▸ CHALLENGE 1: Gather every line of the records that contains the string "covered" and copy each one out.

Second, there has been some change in the format of instruction.  Prof. Hinrichs has begun to record short lectures which the students can watch ahead of time.  These, along with the required readings, allow them to compose one paragraph responses to discussion questions on a class bulletin board.  Finally, during the regular lecture times there is a live Zoom meeting.  This provides the students an opportunity to ask questions, additional lecture material is presented, and discussions questions are posed.

It will be interesting to see how things evolve going forward.  The workload for the students seemed heavy this week, so it is possible that things will be simplified as the instructor determines which of the on-line teaching tools are doing the best job of reaching the students.  Still, it is clear that you can facilitate a pretty decent group discussion through Zoom (albeit with a delay as people mute and unmute their microphones).

 

Unit IV: Modernization and the Globalization of Practice

The readings for this week introduced a new unit focused on the late 19th and 20th century modernization of the East Asian martial arts.  At this point the syllabus has slipped back into its familiar pattern of juxtaposing events in Japan and China on opposite weeks.

This unit asks students to consider the following questions:

  1. In what ways do processes of modernization differ from the historical transformations that we examined for earlier periods?
  2. Until recently, globalization has usually been thought of only in terms of the spread of European and American culture to other countries. East Asian martial arts, however, have a long history of migrating the other direction. What are the historical dynamics of the spread of East Asian martial arts to other parts of the world?

Much of the class discussion focused on the first of these questions.  It was clear that modernity, as a theoretical concept, was something that the class wanted to get their minds around, especially in a “traditional” setting such as the martial arts.  Much of our in-class discussion focused on the rise of nationalism in the late 19th (or early 20th) century, the process of modernization and secularization, and the concept of “invented traditions” as a response to modernity.

 

Week 9: Bushido as Japanese Spirit

  • Cameron Hurst. 1998. Armed Martial Arts of Japan: Swordsmanship and Archery. New Haven: Yale University Press. 147-176.

(Stored data)
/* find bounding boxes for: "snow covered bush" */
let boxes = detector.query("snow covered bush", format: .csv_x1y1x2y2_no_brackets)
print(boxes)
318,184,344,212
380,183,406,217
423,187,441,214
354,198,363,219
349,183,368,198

▸ CHALLENGE 2: According to the passage on the martial arts course, what takes place during the regular lecture times?

▸ CORRECT RESULT 1:
/* find bounding boxes for: "snow covered bush" */
let boxes = detector.query("snow covered bush", format: .csv_x1y1x2y2_no_brackets)

▸ CORRECT RESULT 2: A live Zoom meeting takes place during the regular lecture times.